## Stored data:
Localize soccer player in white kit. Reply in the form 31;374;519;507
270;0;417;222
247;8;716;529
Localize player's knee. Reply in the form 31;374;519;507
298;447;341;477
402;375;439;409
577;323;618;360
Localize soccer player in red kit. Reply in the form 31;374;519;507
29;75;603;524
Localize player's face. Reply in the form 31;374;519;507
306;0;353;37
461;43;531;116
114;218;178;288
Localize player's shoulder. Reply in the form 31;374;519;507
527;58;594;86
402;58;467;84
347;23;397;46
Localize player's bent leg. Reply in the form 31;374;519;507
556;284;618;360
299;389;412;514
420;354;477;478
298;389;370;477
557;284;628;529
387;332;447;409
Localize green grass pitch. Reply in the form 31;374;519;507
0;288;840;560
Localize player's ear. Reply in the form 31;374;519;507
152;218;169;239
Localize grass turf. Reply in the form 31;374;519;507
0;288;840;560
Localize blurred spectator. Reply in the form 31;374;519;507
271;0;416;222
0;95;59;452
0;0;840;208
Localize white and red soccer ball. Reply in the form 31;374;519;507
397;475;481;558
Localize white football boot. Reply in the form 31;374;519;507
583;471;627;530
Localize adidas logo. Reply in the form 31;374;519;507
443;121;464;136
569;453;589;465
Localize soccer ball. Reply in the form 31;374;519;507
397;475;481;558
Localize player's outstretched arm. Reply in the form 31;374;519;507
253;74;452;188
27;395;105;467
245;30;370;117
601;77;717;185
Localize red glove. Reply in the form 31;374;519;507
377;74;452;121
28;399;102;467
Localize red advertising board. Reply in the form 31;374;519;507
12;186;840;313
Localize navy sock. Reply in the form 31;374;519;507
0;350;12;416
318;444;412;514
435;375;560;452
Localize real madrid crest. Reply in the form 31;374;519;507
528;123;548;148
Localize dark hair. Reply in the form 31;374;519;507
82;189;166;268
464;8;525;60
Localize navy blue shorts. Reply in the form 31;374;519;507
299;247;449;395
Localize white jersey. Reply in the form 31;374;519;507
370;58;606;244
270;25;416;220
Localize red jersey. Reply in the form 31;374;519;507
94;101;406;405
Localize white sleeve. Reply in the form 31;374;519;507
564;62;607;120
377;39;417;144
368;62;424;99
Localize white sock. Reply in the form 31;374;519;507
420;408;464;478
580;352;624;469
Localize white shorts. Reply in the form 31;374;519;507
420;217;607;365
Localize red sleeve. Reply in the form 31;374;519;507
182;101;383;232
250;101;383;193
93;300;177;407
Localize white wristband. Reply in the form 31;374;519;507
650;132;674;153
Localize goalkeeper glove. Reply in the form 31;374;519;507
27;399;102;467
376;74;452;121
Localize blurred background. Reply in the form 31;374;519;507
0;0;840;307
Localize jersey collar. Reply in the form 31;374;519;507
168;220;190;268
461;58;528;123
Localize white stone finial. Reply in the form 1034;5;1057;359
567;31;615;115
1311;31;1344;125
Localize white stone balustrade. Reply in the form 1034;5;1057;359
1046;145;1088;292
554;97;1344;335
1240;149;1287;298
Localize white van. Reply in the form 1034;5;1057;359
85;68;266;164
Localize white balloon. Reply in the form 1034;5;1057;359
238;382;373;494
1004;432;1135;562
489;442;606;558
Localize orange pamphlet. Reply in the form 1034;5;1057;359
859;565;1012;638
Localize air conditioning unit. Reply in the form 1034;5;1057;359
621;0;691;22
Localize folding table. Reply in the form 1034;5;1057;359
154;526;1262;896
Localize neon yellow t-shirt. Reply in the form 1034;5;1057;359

## Goal:
Rewrite the entries above, swapping every "Reply in the form" for "Answer in the format" and keeping all other text the same.

## Worked answer:
Localize soccer player in white kit. Answer in the format 31;374;519;507
270;0;417;222
247;8;716;529
Localize player's knee. Answer in the format 31;374;519;507
298;447;341;477
402;375;439;409
577;323;618;360
Localize soccer player in red kit. Answer in the format 31;374;519;507
29;75;603;524
Localize player's face. Answer in the format 31;374;519;507
306;0;353;37
461;43;531;116
114;218;178;288
Localize player's shoulder. Answer in the format 31;374;519;507
527;58;594;86
402;58;467;84
347;23;397;46
Localize player's bent leg. Answer in the format 31;374;519;507
556;284;618;360
299;389;412;514
420;354;477;478
298;389;370;477
557;284;628;529
387;332;447;409
Localize green grass pitch. Answer in the format 31;374;519;507
0;288;840;560
Localize player's ear. Answer in the format 31;374;519;507
152;218;169;239
Localize grass turf. Answer in the format 31;374;519;507
0;288;840;560
Localize blurred spectator. Answer in the format 31;374;519;507
271;0;416;222
0;95;59;452
0;0;840;208
Localize white and red soccer ball. Answer in the format 31;374;519;507
397;475;481;558
Localize white football boot. Answer in the format 31;374;519;507
583;471;627;530
Localize adidas logo. Answer in the format 31;374;519;507
443;121;464;136
569;453;589;465
Localize soccer ball. Answer in the format 31;374;519;507
397;475;481;558
Localize player's outstretched arm. Answer in the format 31;374;519;507
253;74;452;188
27;395;105;467
245;30;370;117
601;77;717;185
Localize red glove. Answer in the format 31;374;519;507
377;74;452;121
28;399;102;467
Localize red advertising board. Answer in the format 31;374;519;507
12;186;840;313
Localize navy sock. Answer in the format 31;374;519;507
0;350;12;416
318;444;412;514
435;375;560;452
Localize real madrid crest. Answer in the format 31;374;519;507
528;123;548;148
Localize dark hair. Answer in the format 31;374;519;507
82;189;166;268
464;8;525;60
Localize navy blue shorts. Answer in the format 31;374;519;507
299;247;449;395
Localize white jersey. Answer in the format 31;374;519;507
370;58;606;244
270;25;416;220
Localize red jersey. Answer in the format 31;374;519;507
94;101;406;405
Localize white sleeve. Answer in the format 31;374;519;507
564;62;607;120
377;39;417;144
368;62;424;99
Localize white sock. Answer in the format 31;374;519;507
420;408;464;478
580;352;624;469
Localize white shorts. Answer in the format 31;374;519;507
420;217;607;365
Localize red sleeve. Answer in the format 31;374;519;507
182;101;383;232
250;101;383;193
93;300;177;407
Localize white wristband. Answer in the format 31;374;519;507
650;132;674;153
Localize goalkeeper glove. Answer in the format 31;374;519;507
27;399;102;467
376;74;452;121
Localize blurred background. Answer in the format 31;374;519;507
0;0;840;307
Localize jersey collar. Answer in the format 31;374;519;507
168;220;190;268
461;58;528;123
Localize white stone finial. Answer in the format 1034;5;1057;359
567;31;615;115
1311;31;1344;125
Localize white stone balustrade. Answer in the format 1034;5;1057;359
1046;145;1088;292
554;97;1344;335
1240;149;1287;298
Localize white van. Answer in the format 1034;5;1057;359
85;68;266;164
Localize white balloon. Answer in the format 1034;5;1057;359
238;382;373;494
1004;432;1135;562
489;442;606;558
Localize orange pamphlet. Answer in the format 1034;5;1057;359
859;565;1012;638
Localize air conditioning unit. Answer in the format 1034;5;1057;359
621;0;691;22
Localize folding table. Answer in the format 1034;5;1057;359
154;526;1262;896
Localize neon yellow t-shirt. Answer in the format 1034;5;1057;359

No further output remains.